* _Belge Metni_:
------------------------------------------------
5 Ekim 2013 Cumartesi

Şükür kavuşturana...



Bu kapıdan içeri kaç defa girdiğimi hatırlamıyorum, İstanbul'da yaşarken içim her daraldığında  Beşiktaş'a iner, Çırağan Caddesi'nden yukarı sapan o dik yokuşu tırmanır ve bu kapıdan içeri adım attığım an derhal ferahlar, hafiflerdim. Daha sonraları içimin daralmasını beklemeden, hemen her Cuma gider oldum, orada tek başıma, saatlerce hiç konuşmadan tefekküre daldığım çok olmuştur. Bu defa da havanın tersliğine hiç aldırmadan, yağmura pabuç bırakmadan ''ölmediğim takdirde muhakkak gideceğim'' demiş olduğum mekânın kapısında durup yeniden kavuşturana, kendime verdiğim sözü tutturana şükrettim. Hakikaten çok ama çok özlemiştim...
------------------------------------------------
* _Kayıtlı Bilgiler_:
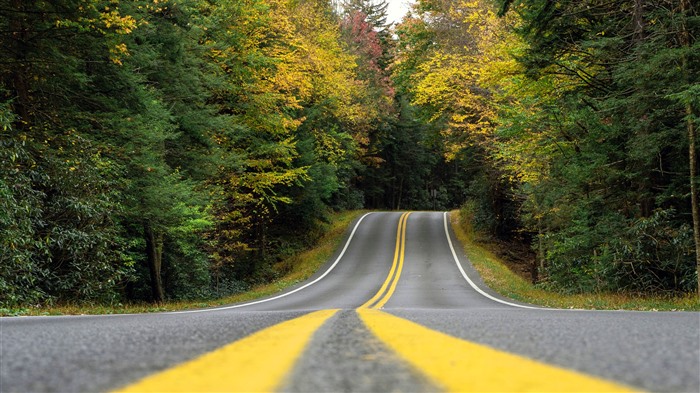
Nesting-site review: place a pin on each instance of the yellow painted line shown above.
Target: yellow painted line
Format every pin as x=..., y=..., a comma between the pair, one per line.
x=257, y=363
x=391, y=290
x=397, y=263
x=462, y=366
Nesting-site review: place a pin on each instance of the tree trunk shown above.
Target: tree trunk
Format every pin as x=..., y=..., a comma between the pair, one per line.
x=685, y=7
x=19, y=72
x=154, y=251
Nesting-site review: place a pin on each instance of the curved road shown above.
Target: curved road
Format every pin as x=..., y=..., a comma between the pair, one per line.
x=393, y=311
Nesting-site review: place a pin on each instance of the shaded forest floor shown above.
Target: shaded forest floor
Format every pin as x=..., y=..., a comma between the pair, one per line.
x=292, y=271
x=505, y=268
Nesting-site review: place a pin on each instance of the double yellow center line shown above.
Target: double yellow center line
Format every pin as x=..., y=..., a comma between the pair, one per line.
x=263, y=361
x=389, y=286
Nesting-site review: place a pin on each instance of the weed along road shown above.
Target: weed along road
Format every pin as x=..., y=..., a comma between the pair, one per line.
x=398, y=308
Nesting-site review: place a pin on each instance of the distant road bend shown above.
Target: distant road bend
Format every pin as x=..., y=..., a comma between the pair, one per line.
x=398, y=308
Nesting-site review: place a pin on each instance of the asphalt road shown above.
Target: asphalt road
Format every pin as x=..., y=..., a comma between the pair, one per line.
x=657, y=351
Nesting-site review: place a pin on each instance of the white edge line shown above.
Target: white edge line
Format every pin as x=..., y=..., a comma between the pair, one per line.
x=337, y=260
x=476, y=288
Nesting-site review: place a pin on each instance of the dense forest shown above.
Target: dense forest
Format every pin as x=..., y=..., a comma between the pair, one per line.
x=177, y=149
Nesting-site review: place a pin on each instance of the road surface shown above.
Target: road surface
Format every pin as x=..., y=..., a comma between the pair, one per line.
x=398, y=308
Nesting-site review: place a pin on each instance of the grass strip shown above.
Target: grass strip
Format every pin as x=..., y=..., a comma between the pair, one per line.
x=501, y=279
x=298, y=268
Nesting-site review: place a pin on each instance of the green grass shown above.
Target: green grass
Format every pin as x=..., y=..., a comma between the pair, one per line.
x=500, y=278
x=296, y=269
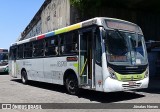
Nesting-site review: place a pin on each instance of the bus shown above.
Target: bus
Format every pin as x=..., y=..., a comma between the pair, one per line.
x=3, y=60
x=101, y=54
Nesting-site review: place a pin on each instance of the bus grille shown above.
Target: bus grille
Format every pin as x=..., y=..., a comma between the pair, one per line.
x=134, y=86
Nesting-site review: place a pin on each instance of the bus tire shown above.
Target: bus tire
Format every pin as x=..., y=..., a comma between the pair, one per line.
x=71, y=84
x=24, y=77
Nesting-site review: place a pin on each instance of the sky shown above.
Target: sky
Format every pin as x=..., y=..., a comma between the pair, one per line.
x=15, y=15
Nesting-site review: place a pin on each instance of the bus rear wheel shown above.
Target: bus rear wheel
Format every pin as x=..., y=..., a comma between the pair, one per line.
x=71, y=84
x=24, y=77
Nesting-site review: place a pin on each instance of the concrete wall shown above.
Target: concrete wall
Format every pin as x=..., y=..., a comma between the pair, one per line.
x=55, y=15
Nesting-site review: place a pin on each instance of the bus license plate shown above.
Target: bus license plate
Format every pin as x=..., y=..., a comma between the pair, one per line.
x=132, y=83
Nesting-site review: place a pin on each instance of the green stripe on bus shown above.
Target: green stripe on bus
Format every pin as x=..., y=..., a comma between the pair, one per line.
x=130, y=77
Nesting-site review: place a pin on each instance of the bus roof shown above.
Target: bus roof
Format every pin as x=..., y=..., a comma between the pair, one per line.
x=79, y=25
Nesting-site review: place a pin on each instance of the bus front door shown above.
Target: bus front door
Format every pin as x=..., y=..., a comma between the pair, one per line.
x=86, y=68
x=12, y=67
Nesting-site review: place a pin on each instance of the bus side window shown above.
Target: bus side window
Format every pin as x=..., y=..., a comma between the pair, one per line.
x=61, y=44
x=20, y=51
x=69, y=44
x=28, y=50
x=51, y=46
x=38, y=48
x=98, y=47
x=12, y=53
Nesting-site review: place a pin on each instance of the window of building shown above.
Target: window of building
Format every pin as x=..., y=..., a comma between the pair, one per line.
x=38, y=48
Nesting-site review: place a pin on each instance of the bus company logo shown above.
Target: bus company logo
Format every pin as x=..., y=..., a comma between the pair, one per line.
x=6, y=106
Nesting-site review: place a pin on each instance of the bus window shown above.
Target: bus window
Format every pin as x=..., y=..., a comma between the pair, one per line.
x=28, y=50
x=98, y=47
x=51, y=46
x=20, y=52
x=69, y=43
x=38, y=48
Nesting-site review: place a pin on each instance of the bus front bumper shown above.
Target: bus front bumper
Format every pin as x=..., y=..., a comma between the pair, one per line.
x=112, y=85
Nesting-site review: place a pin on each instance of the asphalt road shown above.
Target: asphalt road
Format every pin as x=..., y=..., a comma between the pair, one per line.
x=13, y=91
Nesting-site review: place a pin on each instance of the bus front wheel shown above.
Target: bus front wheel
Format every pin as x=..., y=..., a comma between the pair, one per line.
x=71, y=84
x=24, y=77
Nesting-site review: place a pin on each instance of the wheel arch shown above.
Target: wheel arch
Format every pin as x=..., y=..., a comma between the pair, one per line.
x=69, y=72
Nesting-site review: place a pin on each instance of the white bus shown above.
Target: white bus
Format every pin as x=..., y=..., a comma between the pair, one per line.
x=3, y=60
x=101, y=54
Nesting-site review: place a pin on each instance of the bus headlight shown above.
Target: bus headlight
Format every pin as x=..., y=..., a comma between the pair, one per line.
x=112, y=73
x=146, y=73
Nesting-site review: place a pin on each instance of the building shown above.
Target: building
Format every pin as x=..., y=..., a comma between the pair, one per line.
x=53, y=14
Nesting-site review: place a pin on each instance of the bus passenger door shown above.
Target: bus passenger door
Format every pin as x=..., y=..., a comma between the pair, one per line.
x=12, y=62
x=86, y=61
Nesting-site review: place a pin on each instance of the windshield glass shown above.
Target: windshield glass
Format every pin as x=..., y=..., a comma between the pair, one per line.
x=125, y=48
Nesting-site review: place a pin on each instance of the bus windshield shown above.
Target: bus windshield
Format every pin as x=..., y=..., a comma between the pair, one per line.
x=125, y=48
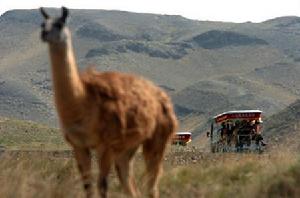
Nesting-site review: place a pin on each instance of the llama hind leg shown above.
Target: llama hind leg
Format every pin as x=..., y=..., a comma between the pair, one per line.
x=83, y=158
x=124, y=170
x=105, y=161
x=153, y=151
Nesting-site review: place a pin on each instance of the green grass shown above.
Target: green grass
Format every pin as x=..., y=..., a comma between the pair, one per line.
x=17, y=134
x=189, y=172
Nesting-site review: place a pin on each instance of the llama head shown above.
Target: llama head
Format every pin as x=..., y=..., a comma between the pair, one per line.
x=53, y=29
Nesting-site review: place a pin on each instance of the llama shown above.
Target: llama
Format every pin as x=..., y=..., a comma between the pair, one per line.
x=111, y=113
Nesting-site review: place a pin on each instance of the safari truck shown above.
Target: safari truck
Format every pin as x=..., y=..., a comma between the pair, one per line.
x=182, y=138
x=237, y=131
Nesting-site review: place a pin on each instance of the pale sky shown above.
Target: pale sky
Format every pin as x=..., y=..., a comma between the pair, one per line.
x=212, y=10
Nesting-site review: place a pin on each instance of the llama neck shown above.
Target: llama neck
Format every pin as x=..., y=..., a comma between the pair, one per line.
x=68, y=88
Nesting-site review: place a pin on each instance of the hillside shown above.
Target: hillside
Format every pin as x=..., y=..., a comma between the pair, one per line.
x=207, y=67
x=24, y=135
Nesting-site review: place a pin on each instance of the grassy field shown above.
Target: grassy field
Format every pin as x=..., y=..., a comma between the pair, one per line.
x=188, y=173
x=35, y=162
x=18, y=134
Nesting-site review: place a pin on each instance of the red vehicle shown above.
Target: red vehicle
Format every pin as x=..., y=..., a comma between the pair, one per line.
x=182, y=138
x=237, y=131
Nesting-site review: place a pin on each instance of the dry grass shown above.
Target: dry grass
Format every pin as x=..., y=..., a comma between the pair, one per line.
x=188, y=173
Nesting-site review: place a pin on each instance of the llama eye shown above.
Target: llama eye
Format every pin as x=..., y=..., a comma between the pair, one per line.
x=58, y=25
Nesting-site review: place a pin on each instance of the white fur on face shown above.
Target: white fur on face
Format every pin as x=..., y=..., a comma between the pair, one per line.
x=54, y=31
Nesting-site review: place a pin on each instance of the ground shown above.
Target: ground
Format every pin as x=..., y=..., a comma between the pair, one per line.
x=28, y=169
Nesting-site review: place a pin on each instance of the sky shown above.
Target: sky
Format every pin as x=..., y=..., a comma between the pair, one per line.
x=212, y=10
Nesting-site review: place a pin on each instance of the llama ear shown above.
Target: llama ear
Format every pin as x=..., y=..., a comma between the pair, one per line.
x=43, y=12
x=65, y=13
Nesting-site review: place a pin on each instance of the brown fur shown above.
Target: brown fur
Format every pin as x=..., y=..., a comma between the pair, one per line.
x=113, y=113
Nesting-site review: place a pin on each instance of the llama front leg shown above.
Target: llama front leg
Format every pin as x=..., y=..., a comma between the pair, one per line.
x=124, y=170
x=105, y=162
x=83, y=158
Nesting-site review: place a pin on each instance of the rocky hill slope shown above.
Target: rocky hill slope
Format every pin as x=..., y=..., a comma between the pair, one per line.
x=207, y=67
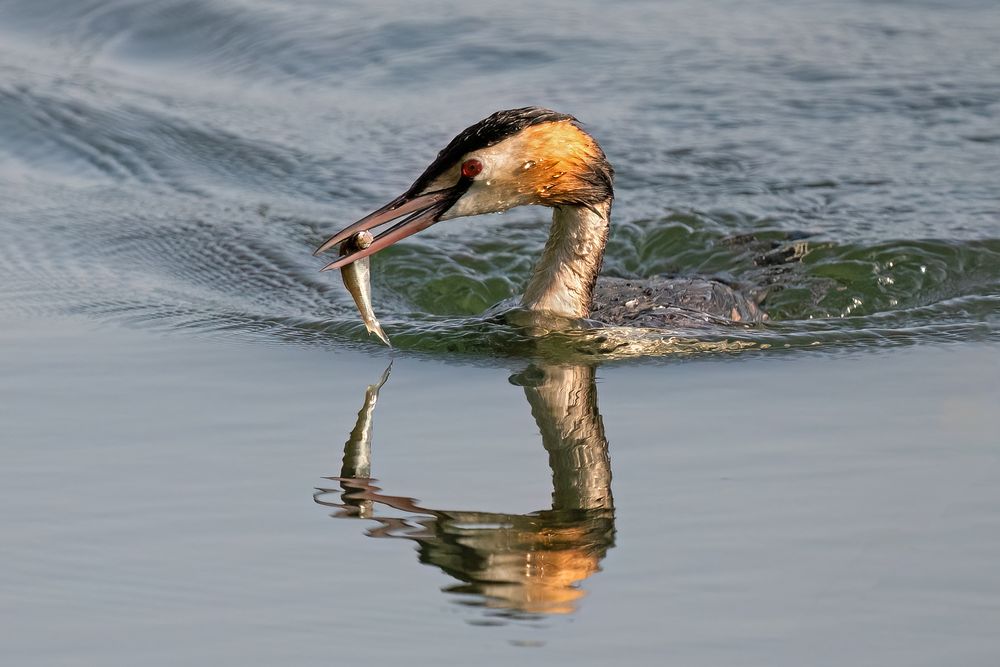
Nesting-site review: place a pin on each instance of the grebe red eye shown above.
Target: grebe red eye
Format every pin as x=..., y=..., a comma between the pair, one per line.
x=471, y=168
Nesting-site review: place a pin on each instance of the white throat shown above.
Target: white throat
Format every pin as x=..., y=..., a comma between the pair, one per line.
x=563, y=280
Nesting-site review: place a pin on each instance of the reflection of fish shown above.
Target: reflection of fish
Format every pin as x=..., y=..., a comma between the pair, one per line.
x=357, y=279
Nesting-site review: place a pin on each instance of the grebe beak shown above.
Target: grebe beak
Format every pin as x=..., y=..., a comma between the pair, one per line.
x=422, y=211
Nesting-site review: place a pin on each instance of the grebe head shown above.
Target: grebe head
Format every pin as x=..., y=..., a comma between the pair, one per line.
x=518, y=157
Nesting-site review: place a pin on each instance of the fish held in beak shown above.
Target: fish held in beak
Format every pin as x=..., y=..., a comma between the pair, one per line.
x=357, y=280
x=420, y=211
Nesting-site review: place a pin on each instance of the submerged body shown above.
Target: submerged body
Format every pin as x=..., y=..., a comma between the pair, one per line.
x=357, y=280
x=535, y=156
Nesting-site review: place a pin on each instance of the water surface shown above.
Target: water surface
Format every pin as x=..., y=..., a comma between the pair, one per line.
x=187, y=477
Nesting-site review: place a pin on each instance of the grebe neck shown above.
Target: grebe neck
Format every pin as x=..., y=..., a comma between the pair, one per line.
x=564, y=277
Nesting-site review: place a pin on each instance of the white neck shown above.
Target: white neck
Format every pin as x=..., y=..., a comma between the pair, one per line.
x=563, y=280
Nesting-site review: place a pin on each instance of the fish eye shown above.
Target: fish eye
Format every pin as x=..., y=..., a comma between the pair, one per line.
x=471, y=168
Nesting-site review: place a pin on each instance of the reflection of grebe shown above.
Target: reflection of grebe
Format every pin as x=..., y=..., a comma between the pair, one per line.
x=517, y=563
x=534, y=156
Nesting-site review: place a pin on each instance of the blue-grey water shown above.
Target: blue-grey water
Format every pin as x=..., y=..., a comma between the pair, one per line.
x=199, y=468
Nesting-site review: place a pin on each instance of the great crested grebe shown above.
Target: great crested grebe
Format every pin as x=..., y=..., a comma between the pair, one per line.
x=535, y=156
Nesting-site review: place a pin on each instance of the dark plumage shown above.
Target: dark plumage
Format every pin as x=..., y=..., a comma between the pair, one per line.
x=667, y=303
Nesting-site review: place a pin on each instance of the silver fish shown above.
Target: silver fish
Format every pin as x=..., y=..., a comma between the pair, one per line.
x=357, y=279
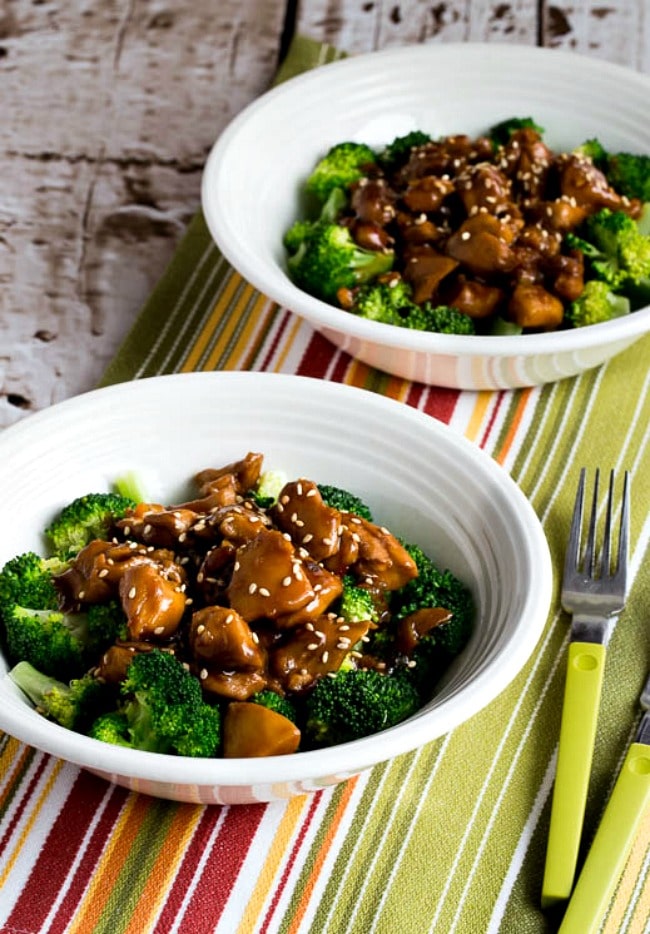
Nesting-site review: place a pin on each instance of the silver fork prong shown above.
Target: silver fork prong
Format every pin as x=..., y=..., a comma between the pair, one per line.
------------------------------------------------
* _Alıştırma Yönergesi_: Beşiktaş yazısında "Şükür kavuşturana..." sözlerini içeren yerden başlayıp "ama çok özlemiştim..." sözlerinden sonra biten bölümü hiçbir değişiklik yapmadan yazınız. Öğelerin Beşiktaş yazısıyla hiçbir ilgisi bulunmamaktadır.

* _Tamamlanan Görev_:
Şükür kavuşturana...



Bu kapıdan içeri kaç defa girdiğimi hatırlamıyorum, İstanbul'da yaşarken içim her daraldığında  Beşiktaş'a iner, Çırağan Caddesi'nden yukarı sapan o dik yokuşu tırmanır ve bu kapıdan içeri adım attığım an derhal ferahlar, hafiflerdim. Daha sonraları içimin daralmasını beklemeden, hemen her Cuma gider oldum, orada tek başıma, saatlerce hiç konuşmadan tefekküre daldığım çok olmuştur. Bu defa da havanın tersliğine hiç aldırmadan, yağmura pabuç bırakmadan ''ölmediğim takdirde muhakkak gideceğim'' demiş olduğum mekânın kapısında durup yeniden kavuşturana, kendime verdiğim sözü tutturana şükrettim. Hakikaten çok ama çok özlemiştim...